# REQUEST
Please count the lines in the listing below that contain the string "backrest" and give only that number.

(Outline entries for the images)
[Start]

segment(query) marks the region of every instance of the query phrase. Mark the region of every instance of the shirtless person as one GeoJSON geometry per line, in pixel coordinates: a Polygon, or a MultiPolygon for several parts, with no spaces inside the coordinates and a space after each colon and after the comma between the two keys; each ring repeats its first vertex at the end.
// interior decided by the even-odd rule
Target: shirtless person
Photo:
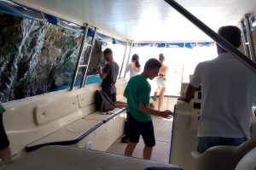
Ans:
{"type": "Polygon", "coordinates": [[[156,96],[159,94],[158,110],[161,110],[166,87],[166,73],[169,68],[164,65],[165,57],[163,54],[159,54],[159,60],[162,64],[162,67],[160,69],[158,76],[156,77],[157,89],[154,94],[153,99],[155,101],[156,96]]]}

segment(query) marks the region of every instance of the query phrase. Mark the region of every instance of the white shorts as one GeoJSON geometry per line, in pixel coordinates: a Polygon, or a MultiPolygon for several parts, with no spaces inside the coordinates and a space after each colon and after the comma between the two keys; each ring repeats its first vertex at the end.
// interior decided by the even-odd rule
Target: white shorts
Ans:
{"type": "Polygon", "coordinates": [[[166,88],[166,78],[157,76],[156,78],[157,88],[166,88]]]}

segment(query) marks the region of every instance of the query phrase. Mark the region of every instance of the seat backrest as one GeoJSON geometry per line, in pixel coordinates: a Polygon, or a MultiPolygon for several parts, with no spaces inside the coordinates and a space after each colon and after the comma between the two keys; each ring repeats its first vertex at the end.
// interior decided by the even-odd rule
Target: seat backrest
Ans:
{"type": "Polygon", "coordinates": [[[250,150],[238,162],[235,170],[255,170],[256,169],[256,148],[250,150]]]}
{"type": "Polygon", "coordinates": [[[240,146],[214,146],[203,154],[192,153],[192,170],[233,170],[239,161],[252,149],[256,140],[248,140],[240,146]]]}
{"type": "Polygon", "coordinates": [[[76,111],[79,102],[76,96],[39,105],[34,108],[35,124],[39,126],[76,111]]]}

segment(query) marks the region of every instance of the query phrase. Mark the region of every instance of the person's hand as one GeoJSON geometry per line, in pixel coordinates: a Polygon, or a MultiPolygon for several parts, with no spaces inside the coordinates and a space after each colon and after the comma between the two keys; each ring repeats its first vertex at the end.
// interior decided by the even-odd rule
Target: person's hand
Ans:
{"type": "Polygon", "coordinates": [[[171,110],[166,110],[162,111],[162,117],[170,119],[173,116],[173,113],[171,110]]]}
{"type": "Polygon", "coordinates": [[[97,71],[98,71],[98,73],[102,73],[102,66],[98,66],[98,67],[97,67],[97,71]]]}
{"type": "Polygon", "coordinates": [[[150,107],[151,109],[154,109],[154,105],[153,102],[151,102],[151,103],[149,104],[149,107],[150,107]]]}
{"type": "Polygon", "coordinates": [[[184,102],[187,102],[187,103],[189,103],[189,100],[185,99],[184,96],[180,96],[179,98],[177,98],[177,100],[182,100],[182,101],[184,101],[184,102]]]}

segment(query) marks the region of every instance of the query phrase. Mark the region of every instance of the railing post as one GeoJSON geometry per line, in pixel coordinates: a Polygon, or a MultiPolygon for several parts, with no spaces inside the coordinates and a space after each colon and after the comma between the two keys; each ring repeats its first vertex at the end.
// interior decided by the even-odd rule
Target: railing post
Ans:
{"type": "Polygon", "coordinates": [[[91,41],[91,44],[90,44],[91,46],[90,46],[90,48],[88,60],[87,60],[87,66],[86,66],[86,69],[85,69],[85,71],[84,71],[84,74],[83,74],[83,78],[82,78],[82,81],[81,81],[80,88],[83,88],[84,86],[84,80],[86,82],[86,79],[87,79],[86,74],[87,74],[89,64],[90,64],[90,57],[91,57],[91,54],[92,54],[93,46],[94,46],[96,33],[97,33],[97,28],[95,27],[94,34],[93,34],[93,37],[92,37],[92,41],[91,41]]]}
{"type": "Polygon", "coordinates": [[[86,37],[87,37],[88,29],[89,29],[89,25],[85,24],[85,27],[84,29],[84,36],[83,36],[83,39],[82,39],[82,43],[81,43],[81,46],[80,46],[79,54],[79,57],[78,57],[77,63],[76,63],[75,71],[74,71],[73,76],[73,79],[72,79],[72,82],[71,82],[71,86],[70,86],[70,90],[73,90],[73,88],[75,85],[76,78],[77,78],[79,69],[81,56],[82,56],[82,53],[83,53],[83,50],[84,50],[84,42],[85,42],[86,37]]]}
{"type": "MultiPolygon", "coordinates": [[[[124,63],[125,63],[125,56],[126,56],[126,51],[127,51],[128,43],[129,43],[129,40],[127,39],[126,45],[125,45],[125,54],[124,54],[124,57],[123,57],[123,61],[122,61],[122,65],[121,65],[121,70],[120,70],[120,72],[119,72],[119,78],[121,77],[121,74],[122,74],[122,71],[123,71],[123,67],[124,67],[124,63]]],[[[125,71],[126,71],[126,67],[125,68],[125,71]]]]}
{"type": "MultiPolygon", "coordinates": [[[[128,54],[128,59],[127,59],[125,69],[127,68],[128,63],[130,61],[130,57],[131,57],[131,52],[132,46],[133,46],[133,41],[131,41],[131,46],[130,46],[130,50],[129,50],[129,54],[128,54]]],[[[125,71],[124,78],[125,78],[125,76],[126,76],[126,71],[125,71]]]]}
{"type": "Polygon", "coordinates": [[[244,24],[245,24],[245,26],[247,29],[247,42],[249,43],[248,45],[249,45],[249,52],[250,52],[251,60],[255,62],[256,61],[255,50],[254,50],[253,40],[252,37],[251,26],[250,26],[250,23],[248,20],[248,17],[249,17],[249,14],[246,14],[244,16],[243,20],[244,20],[244,24]]]}

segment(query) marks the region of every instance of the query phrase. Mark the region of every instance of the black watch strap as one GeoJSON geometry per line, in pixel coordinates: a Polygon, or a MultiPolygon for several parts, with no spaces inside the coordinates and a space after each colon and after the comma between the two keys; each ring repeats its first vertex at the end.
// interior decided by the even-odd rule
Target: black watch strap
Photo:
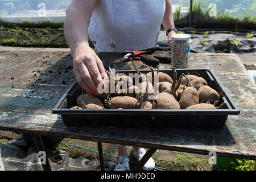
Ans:
{"type": "Polygon", "coordinates": [[[170,28],[170,29],[168,29],[168,30],[166,31],[166,36],[168,36],[168,34],[170,32],[172,31],[174,31],[175,32],[177,33],[177,29],[176,29],[176,28],[170,28]]]}

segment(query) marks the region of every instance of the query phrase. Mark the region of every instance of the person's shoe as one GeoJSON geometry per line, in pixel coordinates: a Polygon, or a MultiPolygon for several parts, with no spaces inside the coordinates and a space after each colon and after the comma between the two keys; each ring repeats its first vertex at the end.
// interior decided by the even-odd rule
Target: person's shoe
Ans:
{"type": "MultiPolygon", "coordinates": [[[[140,161],[146,154],[146,150],[143,148],[139,148],[137,151],[131,151],[131,154],[137,159],[138,162],[140,161]]],[[[155,168],[155,161],[150,158],[142,167],[144,171],[151,171],[155,168]]]]}
{"type": "Polygon", "coordinates": [[[127,156],[121,156],[115,160],[114,171],[130,171],[129,158],[127,156]]]}

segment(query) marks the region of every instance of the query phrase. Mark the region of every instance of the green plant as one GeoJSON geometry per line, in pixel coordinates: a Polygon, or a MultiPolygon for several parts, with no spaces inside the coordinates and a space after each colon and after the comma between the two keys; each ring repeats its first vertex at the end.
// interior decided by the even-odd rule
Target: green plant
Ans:
{"type": "Polygon", "coordinates": [[[40,42],[40,44],[42,44],[42,45],[44,45],[46,43],[46,42],[47,42],[48,41],[48,38],[46,38],[46,39],[44,39],[44,40],[41,40],[41,42],[40,42]]]}
{"type": "Polygon", "coordinates": [[[44,32],[46,34],[49,34],[49,31],[47,29],[42,28],[42,29],[39,29],[39,30],[42,31],[43,32],[44,32]]]}
{"type": "Polygon", "coordinates": [[[3,39],[3,41],[6,44],[12,43],[16,43],[16,41],[14,39],[14,38],[3,39]]]}
{"type": "Polygon", "coordinates": [[[254,162],[251,160],[236,159],[237,163],[231,162],[232,169],[237,171],[253,171],[254,162]]]}
{"type": "Polygon", "coordinates": [[[19,27],[15,27],[15,29],[13,29],[13,28],[10,29],[10,31],[11,31],[11,32],[21,32],[21,31],[22,31],[22,29],[21,29],[19,27]]]}
{"type": "Polygon", "coordinates": [[[246,38],[251,38],[253,36],[253,34],[250,34],[249,32],[247,33],[245,37],[246,38]]]}
{"type": "Polygon", "coordinates": [[[34,38],[31,38],[30,40],[30,42],[32,44],[38,44],[39,43],[39,40],[36,40],[34,38]]]}
{"type": "Polygon", "coordinates": [[[202,40],[201,43],[202,43],[202,45],[204,46],[205,46],[209,43],[209,42],[208,42],[207,41],[203,41],[203,40],[202,40]]]}
{"type": "Polygon", "coordinates": [[[174,19],[180,19],[180,16],[181,16],[181,7],[182,5],[179,6],[178,9],[175,9],[175,11],[174,12],[174,19]]]}
{"type": "Polygon", "coordinates": [[[0,30],[3,31],[3,30],[5,28],[5,26],[3,26],[2,25],[0,26],[0,30]]]}
{"type": "Polygon", "coordinates": [[[203,34],[203,37],[204,38],[204,39],[209,37],[208,33],[209,33],[208,31],[205,31],[203,34]]]}
{"type": "Polygon", "coordinates": [[[234,44],[236,45],[236,46],[238,46],[239,43],[241,42],[240,40],[238,40],[238,41],[234,40],[233,41],[233,43],[234,43],[234,44]]]}

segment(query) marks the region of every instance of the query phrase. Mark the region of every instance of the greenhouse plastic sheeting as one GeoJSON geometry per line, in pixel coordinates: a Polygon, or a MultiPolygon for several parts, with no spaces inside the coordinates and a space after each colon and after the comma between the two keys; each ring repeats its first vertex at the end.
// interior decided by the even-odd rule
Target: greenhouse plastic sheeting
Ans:
{"type": "MultiPolygon", "coordinates": [[[[2,159],[6,171],[41,171],[43,167],[38,162],[35,147],[28,146],[23,140],[13,140],[0,146],[2,159]]],[[[100,170],[97,160],[79,158],[73,159],[68,153],[58,150],[54,152],[54,158],[49,159],[53,171],[100,170]]],[[[113,170],[114,163],[105,161],[106,170],[113,170]]]]}

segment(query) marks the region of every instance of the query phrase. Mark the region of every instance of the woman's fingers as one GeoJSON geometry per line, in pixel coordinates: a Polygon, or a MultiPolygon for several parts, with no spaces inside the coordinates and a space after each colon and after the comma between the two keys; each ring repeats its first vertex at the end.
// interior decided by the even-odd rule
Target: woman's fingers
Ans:
{"type": "Polygon", "coordinates": [[[78,70],[76,70],[74,72],[74,73],[78,84],[87,93],[92,93],[92,91],[87,86],[86,84],[82,80],[79,71],[78,70]]]}
{"type": "Polygon", "coordinates": [[[97,86],[93,81],[93,78],[89,73],[89,71],[87,68],[86,66],[82,64],[79,68],[79,73],[80,74],[81,78],[86,84],[86,85],[90,88],[92,92],[91,93],[98,95],[97,92],[97,86]]]}
{"type": "Polygon", "coordinates": [[[101,77],[102,79],[108,78],[108,75],[105,71],[104,66],[103,65],[102,62],[101,61],[100,58],[97,57],[97,65],[101,73],[101,77]]]}

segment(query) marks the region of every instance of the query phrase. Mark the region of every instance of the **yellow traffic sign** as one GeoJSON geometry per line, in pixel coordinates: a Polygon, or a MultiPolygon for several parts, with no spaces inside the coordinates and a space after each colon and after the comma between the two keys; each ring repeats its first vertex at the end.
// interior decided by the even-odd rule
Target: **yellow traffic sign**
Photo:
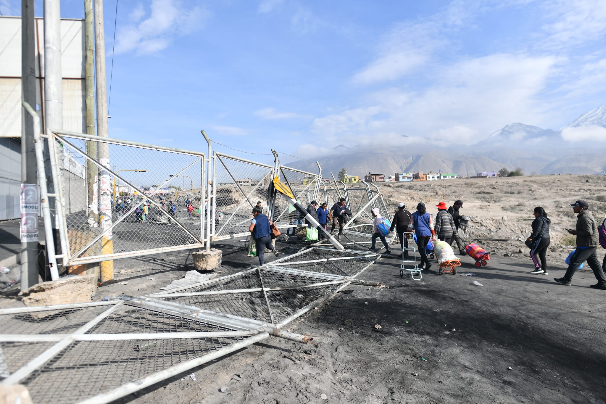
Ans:
{"type": "Polygon", "coordinates": [[[278,179],[278,176],[276,176],[276,177],[273,179],[273,186],[281,194],[283,194],[291,199],[295,199],[295,195],[293,195],[293,193],[290,191],[290,188],[280,182],[280,180],[278,179]]]}

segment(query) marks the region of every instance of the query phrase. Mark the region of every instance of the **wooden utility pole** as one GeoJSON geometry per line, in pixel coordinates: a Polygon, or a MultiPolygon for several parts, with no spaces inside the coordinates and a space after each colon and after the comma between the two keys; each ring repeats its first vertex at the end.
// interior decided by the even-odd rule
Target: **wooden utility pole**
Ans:
{"type": "MultiPolygon", "coordinates": [[[[94,0],[95,5],[95,70],[97,88],[97,135],[108,137],[107,133],[107,84],[105,78],[105,42],[103,28],[103,1],[94,0]]],[[[98,147],[99,162],[109,168],[110,149],[107,143],[99,143],[98,147]]],[[[99,219],[101,228],[107,230],[112,225],[112,186],[110,174],[104,169],[99,173],[99,219]]],[[[111,231],[101,239],[101,254],[113,253],[113,242],[111,231]]],[[[101,263],[101,282],[113,279],[113,261],[101,263]]]]}
{"type": "MultiPolygon", "coordinates": [[[[21,94],[23,101],[30,105],[36,105],[36,50],[34,31],[34,0],[21,1],[21,94]]],[[[38,213],[30,207],[38,205],[39,192],[36,184],[36,155],[34,150],[33,119],[21,108],[21,184],[33,184],[21,187],[21,290],[27,290],[38,283],[38,213]],[[32,194],[32,193],[35,193],[32,194]],[[34,195],[29,202],[24,196],[34,195]],[[25,202],[25,204],[24,204],[25,202]]],[[[49,240],[47,242],[52,242],[49,240]]]]}
{"type": "MultiPolygon", "coordinates": [[[[95,38],[93,28],[93,0],[84,0],[84,82],[86,102],[86,133],[95,134],[95,38]]],[[[97,142],[87,141],[86,153],[93,159],[97,159],[97,142]]],[[[97,165],[88,160],[86,161],[87,208],[89,228],[99,225],[99,184],[97,165]]],[[[88,237],[94,238],[92,232],[88,237]]],[[[101,253],[101,243],[97,243],[92,248],[96,254],[101,253]]],[[[89,263],[87,273],[95,275],[95,285],[99,276],[98,263],[89,263]]]]}

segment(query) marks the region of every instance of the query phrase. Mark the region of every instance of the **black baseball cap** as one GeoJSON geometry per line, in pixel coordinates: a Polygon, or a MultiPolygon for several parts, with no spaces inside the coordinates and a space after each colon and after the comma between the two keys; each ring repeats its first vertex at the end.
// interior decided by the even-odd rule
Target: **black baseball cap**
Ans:
{"type": "Polygon", "coordinates": [[[579,199],[574,204],[570,204],[570,206],[573,208],[576,208],[578,206],[582,207],[584,208],[588,208],[589,204],[587,203],[587,200],[583,200],[582,199],[579,199]]]}

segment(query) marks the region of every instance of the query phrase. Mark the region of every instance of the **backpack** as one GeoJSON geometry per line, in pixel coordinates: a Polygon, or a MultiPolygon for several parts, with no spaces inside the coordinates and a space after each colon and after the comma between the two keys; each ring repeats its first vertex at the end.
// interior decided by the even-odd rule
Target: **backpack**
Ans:
{"type": "Polygon", "coordinates": [[[377,230],[379,230],[379,234],[384,237],[389,234],[390,227],[391,227],[391,224],[388,219],[385,218],[383,219],[382,223],[377,225],[377,230]]]}
{"type": "Polygon", "coordinates": [[[606,219],[598,227],[598,235],[600,237],[600,245],[606,248],[606,219]]]}

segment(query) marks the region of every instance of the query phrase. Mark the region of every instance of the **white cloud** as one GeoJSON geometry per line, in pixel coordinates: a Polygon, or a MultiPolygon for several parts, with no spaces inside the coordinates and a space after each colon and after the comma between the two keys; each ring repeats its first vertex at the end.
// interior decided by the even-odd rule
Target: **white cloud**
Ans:
{"type": "Polygon", "coordinates": [[[259,14],[271,13],[283,2],[284,2],[284,0],[262,0],[259,3],[257,13],[259,14]]]}
{"type": "Polygon", "coordinates": [[[178,0],[152,0],[150,16],[139,22],[145,12],[138,4],[130,15],[136,24],[118,29],[115,53],[156,53],[176,37],[199,29],[208,12],[199,5],[188,5],[178,0]]]}
{"type": "Polygon", "coordinates": [[[281,112],[275,108],[264,108],[255,111],[255,114],[264,119],[310,119],[308,115],[298,114],[296,112],[281,112]]]}
{"type": "Polygon", "coordinates": [[[248,131],[245,129],[238,128],[235,126],[221,126],[215,125],[211,127],[215,130],[215,131],[220,134],[241,136],[248,134],[248,131]]]}
{"type": "Polygon", "coordinates": [[[354,82],[395,80],[415,71],[449,43],[449,34],[463,27],[470,28],[478,7],[476,2],[453,1],[442,12],[399,24],[381,41],[376,59],[354,75],[354,82]]]}
{"type": "Polygon", "coordinates": [[[564,128],[562,138],[567,142],[606,142],[606,128],[596,125],[576,128],[564,128]]]}
{"type": "Polygon", "coordinates": [[[512,122],[543,123],[545,107],[537,98],[558,60],[502,54],[442,66],[430,87],[376,91],[368,105],[317,118],[311,129],[328,141],[344,137],[354,144],[407,144],[419,138],[476,143],[512,122]]]}
{"type": "Polygon", "coordinates": [[[537,43],[540,49],[570,50],[606,36],[604,0],[550,0],[543,6],[550,21],[542,27],[547,36],[537,43]]]}

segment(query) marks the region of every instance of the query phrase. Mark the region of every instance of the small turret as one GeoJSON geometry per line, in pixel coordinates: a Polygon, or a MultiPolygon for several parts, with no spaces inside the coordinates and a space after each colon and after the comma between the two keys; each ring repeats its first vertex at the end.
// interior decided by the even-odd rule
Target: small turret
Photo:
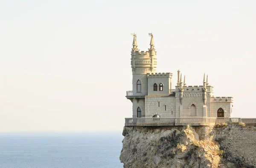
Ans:
{"type": "Polygon", "coordinates": [[[182,82],[182,76],[181,75],[181,74],[180,74],[180,88],[179,90],[180,90],[180,104],[182,104],[182,103],[183,102],[183,82],[182,82]]]}
{"type": "Polygon", "coordinates": [[[182,82],[182,76],[181,75],[181,74],[180,73],[180,90],[183,89],[183,82],[182,82]]]}
{"type": "Polygon", "coordinates": [[[151,40],[150,40],[150,50],[152,50],[154,49],[154,39],[153,38],[153,34],[152,33],[148,33],[149,35],[151,36],[151,40]]]}
{"type": "Polygon", "coordinates": [[[203,81],[203,86],[202,88],[202,91],[203,92],[203,101],[204,105],[206,104],[206,101],[207,100],[207,95],[206,92],[207,92],[207,88],[206,88],[206,81],[205,81],[205,73],[204,74],[204,81],[203,81]]]}
{"type": "Polygon", "coordinates": [[[177,86],[180,86],[180,70],[178,70],[177,72],[178,72],[178,79],[177,80],[177,86]]]}
{"type": "Polygon", "coordinates": [[[207,77],[206,78],[206,86],[208,86],[209,85],[209,83],[208,81],[208,75],[207,75],[207,77]]]}
{"type": "Polygon", "coordinates": [[[204,74],[204,81],[203,81],[203,88],[206,89],[206,81],[205,80],[205,73],[204,74]]]}
{"type": "Polygon", "coordinates": [[[185,75],[184,75],[184,83],[183,84],[183,86],[186,86],[186,79],[185,78],[185,75]]]}

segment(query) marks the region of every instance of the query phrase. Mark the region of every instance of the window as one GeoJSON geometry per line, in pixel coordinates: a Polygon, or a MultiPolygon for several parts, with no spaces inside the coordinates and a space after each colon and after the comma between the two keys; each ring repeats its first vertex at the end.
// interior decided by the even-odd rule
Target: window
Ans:
{"type": "Polygon", "coordinates": [[[159,91],[163,91],[163,85],[162,84],[159,84],[159,91]]]}
{"type": "Polygon", "coordinates": [[[154,84],[154,91],[157,91],[157,84],[154,84]]]}
{"type": "Polygon", "coordinates": [[[137,117],[141,117],[141,110],[139,107],[137,109],[137,117]]]}
{"type": "Polygon", "coordinates": [[[139,80],[137,81],[137,93],[141,93],[141,82],[139,80]]]}
{"type": "Polygon", "coordinates": [[[217,117],[224,117],[224,110],[222,108],[220,108],[217,111],[217,117]]]}
{"type": "Polygon", "coordinates": [[[196,116],[196,108],[195,104],[193,104],[191,105],[190,107],[190,115],[191,116],[196,116]]]}

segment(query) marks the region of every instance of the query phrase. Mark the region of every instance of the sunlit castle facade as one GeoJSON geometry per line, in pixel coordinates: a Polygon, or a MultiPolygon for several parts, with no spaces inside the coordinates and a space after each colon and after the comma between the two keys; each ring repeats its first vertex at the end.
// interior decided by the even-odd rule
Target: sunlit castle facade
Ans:
{"type": "Polygon", "coordinates": [[[133,117],[232,117],[233,98],[215,97],[208,75],[202,85],[189,86],[178,70],[177,85],[171,88],[172,73],[157,72],[157,52],[150,35],[150,47],[145,52],[140,51],[134,37],[133,89],[126,96],[133,104],[133,117]]]}

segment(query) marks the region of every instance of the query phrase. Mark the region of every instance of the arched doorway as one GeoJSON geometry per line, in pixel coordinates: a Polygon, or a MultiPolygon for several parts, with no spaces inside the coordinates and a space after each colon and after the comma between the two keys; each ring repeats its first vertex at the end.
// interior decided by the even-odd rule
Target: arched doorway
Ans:
{"type": "Polygon", "coordinates": [[[196,116],[196,108],[194,104],[190,107],[190,116],[196,116]]]}
{"type": "Polygon", "coordinates": [[[224,117],[224,110],[222,108],[220,108],[218,109],[217,111],[217,117],[224,117]]]}
{"type": "Polygon", "coordinates": [[[139,107],[137,109],[137,117],[141,117],[141,110],[139,107]]]}

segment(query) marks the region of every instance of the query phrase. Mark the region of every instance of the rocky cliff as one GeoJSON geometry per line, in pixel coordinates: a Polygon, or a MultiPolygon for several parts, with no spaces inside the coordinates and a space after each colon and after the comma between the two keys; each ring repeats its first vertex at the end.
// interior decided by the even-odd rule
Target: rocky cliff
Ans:
{"type": "Polygon", "coordinates": [[[256,167],[254,125],[127,126],[122,134],[125,168],[256,167]]]}

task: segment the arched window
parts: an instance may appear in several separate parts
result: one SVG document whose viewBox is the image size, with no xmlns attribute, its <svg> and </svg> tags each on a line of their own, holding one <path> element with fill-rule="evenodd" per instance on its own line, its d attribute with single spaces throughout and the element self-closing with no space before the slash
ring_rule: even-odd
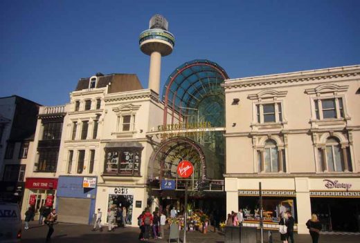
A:
<svg viewBox="0 0 360 243">
<path fill-rule="evenodd" d="M 329 171 L 343 171 L 341 147 L 335 137 L 326 140 L 326 160 Z"/>
<path fill-rule="evenodd" d="M 268 139 L 264 146 L 265 172 L 278 172 L 278 146 L 275 141 Z"/>
<path fill-rule="evenodd" d="M 318 148 L 321 170 L 329 172 L 352 171 L 350 152 L 349 146 L 341 146 L 337 137 L 328 137 L 325 146 Z"/>
<path fill-rule="evenodd" d="M 98 81 L 98 77 L 96 76 L 91 77 L 90 78 L 90 82 L 89 83 L 89 88 L 96 88 L 97 81 Z"/>
</svg>

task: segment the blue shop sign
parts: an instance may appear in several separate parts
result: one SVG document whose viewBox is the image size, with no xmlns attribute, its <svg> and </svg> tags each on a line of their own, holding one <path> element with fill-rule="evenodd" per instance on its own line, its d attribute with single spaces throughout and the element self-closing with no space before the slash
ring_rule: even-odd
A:
<svg viewBox="0 0 360 243">
<path fill-rule="evenodd" d="M 91 198 L 96 197 L 96 188 L 83 186 L 84 177 L 60 176 L 57 182 L 57 197 Z"/>
<path fill-rule="evenodd" d="M 161 181 L 161 190 L 175 190 L 175 180 L 163 179 Z"/>
</svg>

[End]

# WORKED SOLUTION
2